┌─ Materiales proporcionados
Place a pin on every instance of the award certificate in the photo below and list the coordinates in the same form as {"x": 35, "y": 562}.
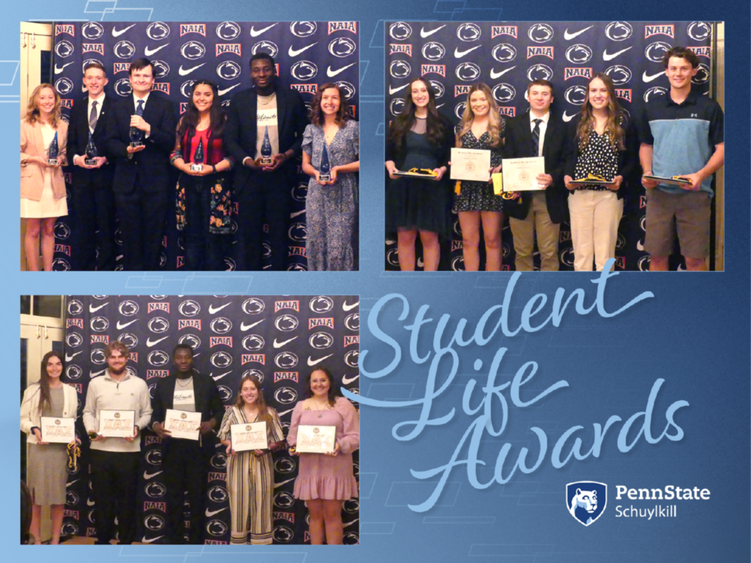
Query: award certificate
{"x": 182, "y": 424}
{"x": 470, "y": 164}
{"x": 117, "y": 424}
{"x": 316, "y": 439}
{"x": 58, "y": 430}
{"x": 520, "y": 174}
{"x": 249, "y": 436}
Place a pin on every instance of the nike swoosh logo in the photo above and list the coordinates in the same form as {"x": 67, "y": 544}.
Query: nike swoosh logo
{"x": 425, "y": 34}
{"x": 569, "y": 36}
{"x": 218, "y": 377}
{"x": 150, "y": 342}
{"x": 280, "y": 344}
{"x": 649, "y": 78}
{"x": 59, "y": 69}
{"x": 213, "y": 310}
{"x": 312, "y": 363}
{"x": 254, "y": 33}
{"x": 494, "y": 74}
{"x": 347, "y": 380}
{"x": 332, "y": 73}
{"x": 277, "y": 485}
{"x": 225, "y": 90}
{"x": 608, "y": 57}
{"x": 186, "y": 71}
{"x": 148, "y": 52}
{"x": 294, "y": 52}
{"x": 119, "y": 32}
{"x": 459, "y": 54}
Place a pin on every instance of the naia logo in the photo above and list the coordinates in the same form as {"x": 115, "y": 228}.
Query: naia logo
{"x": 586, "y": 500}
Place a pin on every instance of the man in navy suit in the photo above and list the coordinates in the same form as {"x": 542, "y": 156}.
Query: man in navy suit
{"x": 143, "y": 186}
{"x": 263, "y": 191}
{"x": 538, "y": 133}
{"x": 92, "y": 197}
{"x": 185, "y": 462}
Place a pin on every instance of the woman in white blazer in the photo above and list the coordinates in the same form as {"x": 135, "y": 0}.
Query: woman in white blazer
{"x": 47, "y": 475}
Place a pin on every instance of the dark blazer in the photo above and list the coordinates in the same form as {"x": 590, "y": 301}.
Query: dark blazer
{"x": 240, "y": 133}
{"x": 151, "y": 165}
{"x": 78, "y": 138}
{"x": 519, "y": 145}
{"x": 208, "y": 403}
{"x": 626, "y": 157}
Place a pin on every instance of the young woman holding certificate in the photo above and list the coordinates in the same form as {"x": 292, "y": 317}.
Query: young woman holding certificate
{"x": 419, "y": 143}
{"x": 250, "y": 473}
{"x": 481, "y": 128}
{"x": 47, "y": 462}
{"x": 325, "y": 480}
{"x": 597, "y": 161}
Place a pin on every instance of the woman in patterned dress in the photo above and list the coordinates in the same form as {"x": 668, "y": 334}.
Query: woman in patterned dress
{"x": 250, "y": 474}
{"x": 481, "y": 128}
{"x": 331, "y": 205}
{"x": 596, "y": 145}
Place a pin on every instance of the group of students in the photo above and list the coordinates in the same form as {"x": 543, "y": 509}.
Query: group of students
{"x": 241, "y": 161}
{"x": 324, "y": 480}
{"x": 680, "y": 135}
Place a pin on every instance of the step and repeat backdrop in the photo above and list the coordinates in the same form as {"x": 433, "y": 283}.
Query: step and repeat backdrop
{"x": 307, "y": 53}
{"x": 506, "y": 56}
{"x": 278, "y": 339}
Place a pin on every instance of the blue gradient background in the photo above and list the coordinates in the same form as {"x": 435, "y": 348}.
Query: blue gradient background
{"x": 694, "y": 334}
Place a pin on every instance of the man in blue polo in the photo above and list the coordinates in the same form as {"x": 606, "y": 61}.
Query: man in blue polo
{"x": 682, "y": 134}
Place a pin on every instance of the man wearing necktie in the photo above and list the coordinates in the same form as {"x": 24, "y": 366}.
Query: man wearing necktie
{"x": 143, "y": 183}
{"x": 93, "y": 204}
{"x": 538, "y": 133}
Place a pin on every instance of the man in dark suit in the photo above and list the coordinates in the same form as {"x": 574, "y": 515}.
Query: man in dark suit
└─
Expresa como lista numerada, sin las líneas en blanco, las líneas de las entradas que van desde la que contiene "Place a pin on every instance of the man wearing" hasta el final de las entradas, incluidas la primera y la última.

_Solución_
1. Place a pin on every instance of the man wearing necktie in the photo above and list the coordinates in the same form as {"x": 24, "y": 366}.
2. Query: man wearing necktie
3. {"x": 143, "y": 183}
4. {"x": 93, "y": 204}
5. {"x": 538, "y": 133}
6. Place a pin on every instance of the man in dark suit in the photo above and list the coordinates in the same form as {"x": 574, "y": 515}.
7. Query: man in dark suit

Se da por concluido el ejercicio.